#### What this exercise asks:
1) Please copy the Greek crisis report from "Eurozone finance chiefs" to "the currency union.", inclusive, swapping "bailout" for "rescue package".
2) According to the Greek crisis report, on what date does Greece face a debt repayment it cannot afford?
--- start Source extract ---
Current Affairs for IAS Exams - 23 June 2015

Current Affairs for IAS Exams – 23 June 2015

::International::

Eurozone finance chiefs look for Greek deal later this week

  • Eurozone Finance Ministers broke off talks on Monday without an agreement on Greece’s bailout, saying they aim to reach a deal later this week that might keep the country from defaulting and falling out of the currency union.

  • The lack of a result leaves a summit of government leaders later in the day with few prospects of making any concrete decisions on the country’s crisis.

  • Greece needs more loans from its creditors, which include its fellow eurozone states and the International Monetary Fund, in time for June 30, when it faces a debt repayment it cannot afford. The country has been negotiating for four months what economic reforms it should make to get the money.

  • Earlier on Monday, the Greek government submitted proposals to its creditors aimed at breaking the deadlock over the crisis.

  • Buying Greece critical time on Monday, the European Central Bank for a third time in less than a week increased its emergency funding to Greek lenders to stanch heavy deposit withdrawals, according to a Greek banking official with knowledge of the decision who spoke on the condition of anonymity.
--- end Source extract ---
--- start Extracted information ---
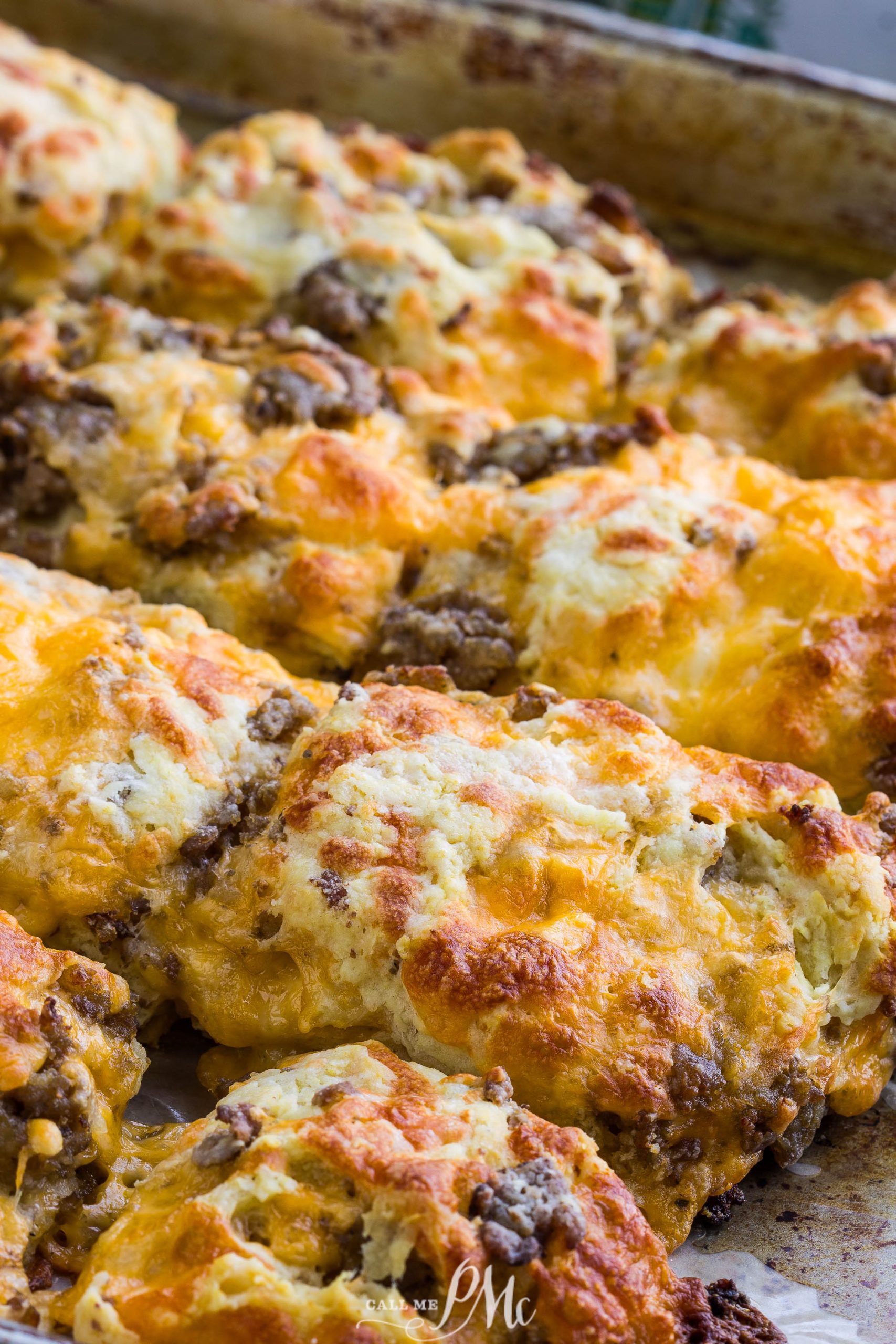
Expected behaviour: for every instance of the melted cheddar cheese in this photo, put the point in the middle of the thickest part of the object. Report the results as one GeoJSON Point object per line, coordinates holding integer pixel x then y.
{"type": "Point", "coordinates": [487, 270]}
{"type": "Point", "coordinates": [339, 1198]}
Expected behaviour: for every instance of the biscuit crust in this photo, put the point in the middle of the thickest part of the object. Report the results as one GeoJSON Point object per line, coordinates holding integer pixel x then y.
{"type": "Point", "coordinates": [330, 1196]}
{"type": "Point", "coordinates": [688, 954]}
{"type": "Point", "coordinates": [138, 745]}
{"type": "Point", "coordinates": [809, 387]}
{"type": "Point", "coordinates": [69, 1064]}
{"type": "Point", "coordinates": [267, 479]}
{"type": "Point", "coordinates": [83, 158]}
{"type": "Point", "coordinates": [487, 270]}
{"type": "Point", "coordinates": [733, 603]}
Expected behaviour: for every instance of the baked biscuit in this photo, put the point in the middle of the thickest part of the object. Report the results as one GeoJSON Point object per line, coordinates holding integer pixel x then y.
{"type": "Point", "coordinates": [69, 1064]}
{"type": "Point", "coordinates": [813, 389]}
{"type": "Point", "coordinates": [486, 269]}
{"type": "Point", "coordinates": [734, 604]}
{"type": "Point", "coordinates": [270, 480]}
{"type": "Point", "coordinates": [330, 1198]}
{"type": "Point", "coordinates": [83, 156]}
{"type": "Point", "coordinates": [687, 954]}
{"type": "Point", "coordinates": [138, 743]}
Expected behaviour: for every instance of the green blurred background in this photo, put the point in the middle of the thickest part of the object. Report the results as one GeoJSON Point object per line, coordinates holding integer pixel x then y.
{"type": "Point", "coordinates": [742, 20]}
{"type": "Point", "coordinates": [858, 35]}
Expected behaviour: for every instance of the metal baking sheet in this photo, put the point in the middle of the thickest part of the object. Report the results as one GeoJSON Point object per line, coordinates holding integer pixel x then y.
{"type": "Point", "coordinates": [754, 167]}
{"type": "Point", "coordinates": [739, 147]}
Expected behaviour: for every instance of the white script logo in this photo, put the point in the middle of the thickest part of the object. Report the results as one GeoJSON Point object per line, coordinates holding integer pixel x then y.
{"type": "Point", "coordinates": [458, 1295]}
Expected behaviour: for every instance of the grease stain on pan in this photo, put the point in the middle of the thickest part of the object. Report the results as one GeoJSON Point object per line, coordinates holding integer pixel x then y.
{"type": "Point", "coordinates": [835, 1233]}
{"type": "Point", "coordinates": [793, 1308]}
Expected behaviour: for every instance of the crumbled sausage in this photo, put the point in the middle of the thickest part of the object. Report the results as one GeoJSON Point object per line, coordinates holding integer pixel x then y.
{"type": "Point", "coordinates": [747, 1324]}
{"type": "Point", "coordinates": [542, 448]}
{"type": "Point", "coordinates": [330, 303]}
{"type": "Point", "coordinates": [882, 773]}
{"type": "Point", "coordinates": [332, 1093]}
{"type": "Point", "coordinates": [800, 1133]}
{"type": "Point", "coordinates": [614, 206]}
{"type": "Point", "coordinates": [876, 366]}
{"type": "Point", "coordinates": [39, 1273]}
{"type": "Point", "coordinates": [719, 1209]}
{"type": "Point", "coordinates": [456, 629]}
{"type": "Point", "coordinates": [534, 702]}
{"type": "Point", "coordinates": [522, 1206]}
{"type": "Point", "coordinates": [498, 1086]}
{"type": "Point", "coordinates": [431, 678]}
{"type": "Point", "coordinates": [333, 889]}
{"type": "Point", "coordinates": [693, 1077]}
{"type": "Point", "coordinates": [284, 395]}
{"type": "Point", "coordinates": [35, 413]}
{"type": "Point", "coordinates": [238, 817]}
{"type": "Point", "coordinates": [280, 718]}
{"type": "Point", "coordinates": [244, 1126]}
--- end Extracted information ---
#### Exercise responses:
1)
Eurozone finance chiefs look for Greek deal later this week

  • Eurozone Finance Ministers broke off talks on Monday without an agreement on Greece’s rescue package, saying they aim to reach a deal later this week that might keep the country from defaulting and falling out of the currency union.

2) June 30